Exercise directions: Below is a listing; write it out exactly and drop any images from it.

— start Record excerpts —

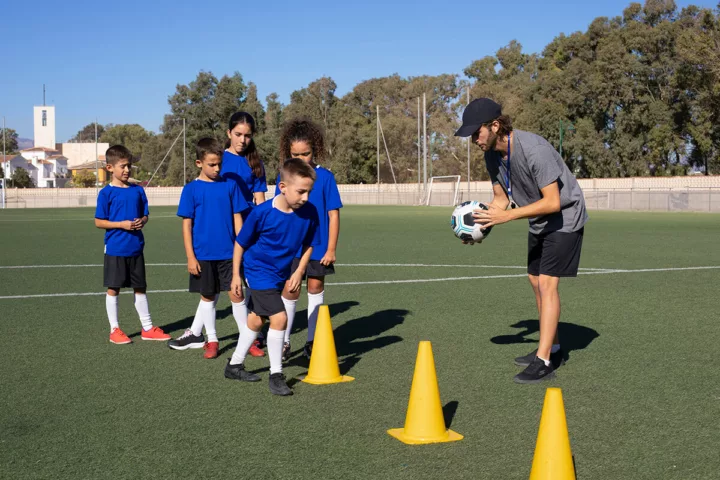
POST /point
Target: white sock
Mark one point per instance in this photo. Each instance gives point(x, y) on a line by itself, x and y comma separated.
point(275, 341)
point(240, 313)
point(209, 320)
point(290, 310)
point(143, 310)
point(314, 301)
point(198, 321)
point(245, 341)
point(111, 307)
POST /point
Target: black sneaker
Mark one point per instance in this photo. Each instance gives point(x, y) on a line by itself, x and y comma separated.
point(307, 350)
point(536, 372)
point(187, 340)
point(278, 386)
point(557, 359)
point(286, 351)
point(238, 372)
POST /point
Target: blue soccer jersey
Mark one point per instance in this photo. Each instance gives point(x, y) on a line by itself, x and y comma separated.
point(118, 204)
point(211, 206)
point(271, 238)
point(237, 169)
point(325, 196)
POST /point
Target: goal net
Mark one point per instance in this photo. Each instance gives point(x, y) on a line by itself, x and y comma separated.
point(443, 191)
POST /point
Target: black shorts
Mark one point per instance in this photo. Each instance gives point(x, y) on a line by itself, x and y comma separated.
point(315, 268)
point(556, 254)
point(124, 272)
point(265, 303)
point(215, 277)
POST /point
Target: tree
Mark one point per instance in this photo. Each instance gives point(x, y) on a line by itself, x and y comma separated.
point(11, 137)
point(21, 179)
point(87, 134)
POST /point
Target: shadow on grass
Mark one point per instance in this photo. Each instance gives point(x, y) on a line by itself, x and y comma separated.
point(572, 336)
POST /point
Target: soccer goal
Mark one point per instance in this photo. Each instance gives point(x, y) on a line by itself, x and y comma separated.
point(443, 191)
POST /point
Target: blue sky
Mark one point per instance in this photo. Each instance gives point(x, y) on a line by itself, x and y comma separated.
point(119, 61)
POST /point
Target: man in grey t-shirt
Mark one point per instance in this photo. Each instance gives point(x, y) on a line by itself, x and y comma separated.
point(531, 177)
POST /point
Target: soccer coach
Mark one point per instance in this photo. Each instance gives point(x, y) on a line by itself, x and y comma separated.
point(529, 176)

— end Record excerpts —

Response for this exercise:
POST /point
Target: white sock
Mark one point per instance in this photo. Each instance gives point(x, y) on a line by itself, x and y comma separated.
point(275, 341)
point(240, 313)
point(209, 320)
point(290, 310)
point(143, 310)
point(314, 301)
point(198, 321)
point(245, 341)
point(111, 307)
POST /point
Target: black sneaker
Mark one point per instance in this photo. Each instance gives point(x, y) on a line by itself, x and y comma separated.
point(307, 350)
point(536, 372)
point(187, 340)
point(278, 386)
point(557, 359)
point(286, 351)
point(238, 372)
POST /point
Target: blue soccer jersey
Mark one point per instance in this photo. Each instance gives point(x, y) on a line by itself, x and y comma separated.
point(118, 204)
point(211, 206)
point(271, 238)
point(237, 169)
point(325, 196)
POST /point
Target: goal net
Mark one point per instance in this photo. Each instance gives point(x, y) on a line by itself, x and y comma separated.
point(443, 191)
POST /point
Target: black shorts
Mark one point per instance in this photo. Each instance gives point(x, y) on a line by itself, x and y comma separated.
point(315, 268)
point(556, 254)
point(124, 272)
point(265, 303)
point(215, 277)
POST /point
Target: tree
Mark one point per instance in this photo. Each instance gives point(x, y) on a line by itself, x and y comma separated.
point(11, 137)
point(21, 179)
point(87, 134)
POST /point
Target: shadow on grass
Mark one point per instance in this photo. Each instance gives point(x, y) on a line by itself, x and y comma separated.
point(572, 336)
POST /point
Target: soccer goal
Mark one point per instance in this photo. Each instance gives point(x, y) on a line by itself, x and y comma separated.
point(443, 191)
POST /point
Target: blue sky
Mark one point per instance in this photo. Each instance gives point(x, y) on a line by itself, x and y comma separated.
point(119, 61)
POST /point
Target: man in grey t-shirt
Mark one point per instance in this photo. Each instance gives point(x, y) on a line by itself, x and y comma separated.
point(531, 177)
POST /point
Target: soccer coach
Mark one point per instance in this photo. Each instance gives point(x, y) on a line by itself, x and y comma separated.
point(529, 176)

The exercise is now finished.